▶ _Work to complete_:
1. Reproduce the Mario Kart DS passage word for word, starting with "The game received" and going on through "Best Racing/Driving Game.".
2. Resume the Mario Kart DS passage after its final sentence, extending it in the same style.

▶ _Text excerpt_:
----
Mario Kart DS is a 2005 kart racing video game developed by Nintendo EAD Group No. 1 and published by Nintendo. It was released for the Nintendo DS handheld game console in November 2005 in North America, Europe, and Australia, and on December 8, 2005, in Japan. The game was re-released for the Wii U's Virtual Console in North America and PAL regions in April 2015 and in Japan in May 2016.

The game is the fifth main entry in the Mario Kart series of video games, and the first to be playable via the Nintendo Wi-Fi Connection online service; the service has since been terminated, along with other games playable via the service. Like the other games in the series, Mario Kart DS features characters from the Mario series, and pits them against each other as they race in karts on tracks based on locations in the Mario series.

The game received critical acclaim, receiving an aggregated score of 91% from Metacritic. Praise focused on the game's graphics and gameplay, while criticism targeted its repetitive single-player mode, although its inclusion of Battle and Versus mode for single player were well received. Mario Kart DS received several awards, including Editors' Choice Awards from GameSpot and IGN, G-Phorias Best Handheld Game award, and IGN's Best Racing/Driving Game.
----
▶ _Record excerpts_:
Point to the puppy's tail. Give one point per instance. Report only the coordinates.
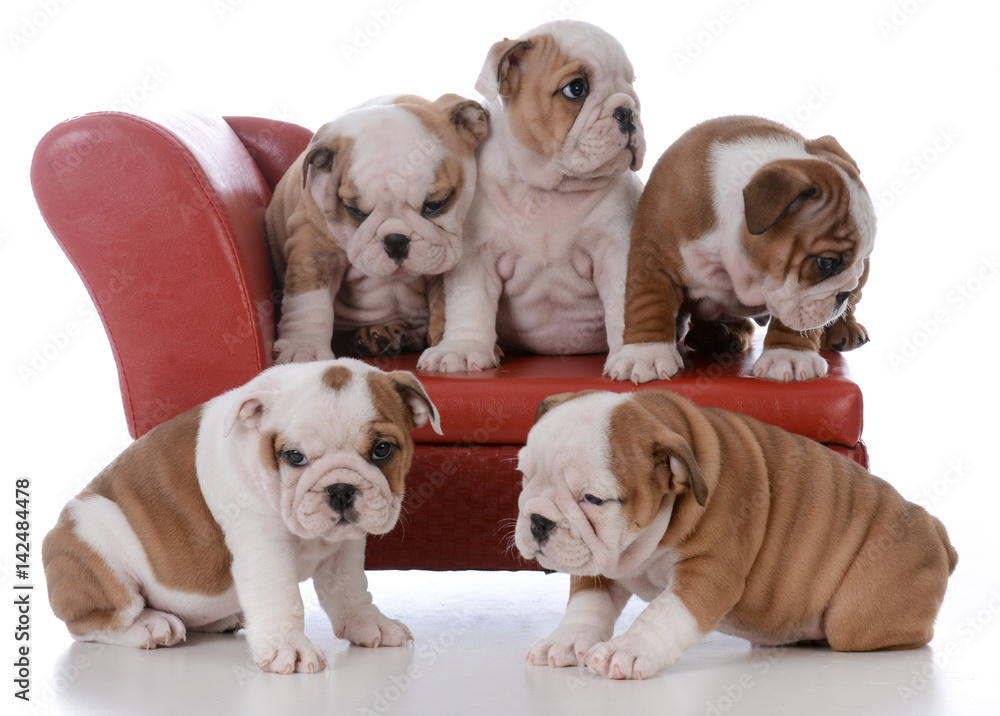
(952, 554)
----
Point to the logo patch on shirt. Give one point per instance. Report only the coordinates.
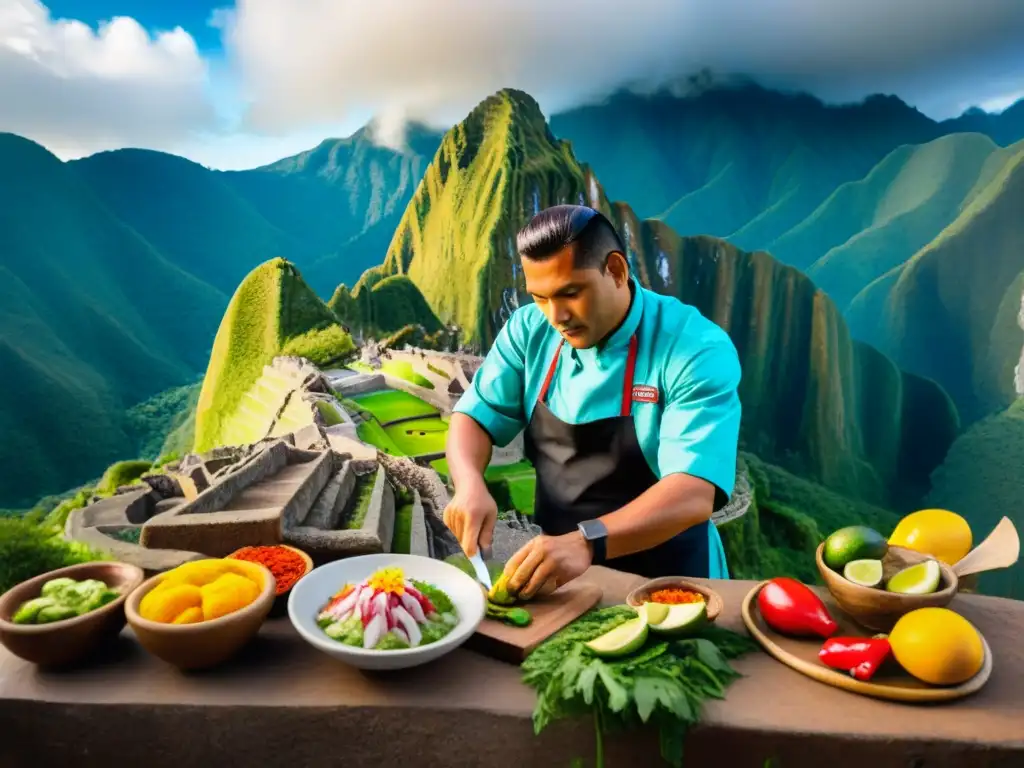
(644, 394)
----
▶ _Answers to the tasks_:
1.
The game received critical acclaim, receiving an aggregated score of 91% from Metacritic. Praise focused on the game's graphics and gameplay, while criticism targeted its repetitive single-player mode, although its inclusion of Battle and Versus mode for single player were well received. Mario Kart DS received several awards, including Editors' Choice Awards from GameSpot and IGN, G-Phorias Best Handheld Game award, and IGN's Best Racing/Driving Game.

2.
Mario Kart DS was the best-selling game in its first month of release, and also held that position the following month. Overall, Mario Kart DS is the third best-selling game for the Nintendo DS as of March 2016, and the third best-selling Mario Kart game, behind Mario Kart 8 Deluxe and Mario Kart Wii, with 23.6 million units sold worldwide.

Gameplay

Mario Kart DS is a racing game in which the player races in a kart against other racers as one of 12 characters from the Mario series. The player has access to Mario, Luigi, Peach, Toad, Yoshi, Donkey Kong, Wario, and Bowser by default, while Daisy, Dry Bones, Waluigi and R.O.B can be unlocked through gameplay. Only two karts are initially available for each character. An additional kart can be unlocked once some progress is made, and when all 150cc cups are completed with B rank or higher, each character will have access to all 36 karts.

While racing or battling, the Nintendo DS's top screen offers a third-person perspective of the player's kart, while the bottom touchscreen shows the race's current standings, items carried by each racer, and a map of the course. The bottom screen can be toggled to show either an overview of the entire course, or a bird's-eye view of the player's kart and the immediate vicinity, including nearby racers, course hazards, item boxes, and incoming attacks.

Each course features item boxes that the player can drive through to receive a randomly selected item, which the player can use to gain an advantage over other racers. Some items allow the player to attack other racers to slow them down, while other items can be used to speed up the player's own kart to pass other racers more easily.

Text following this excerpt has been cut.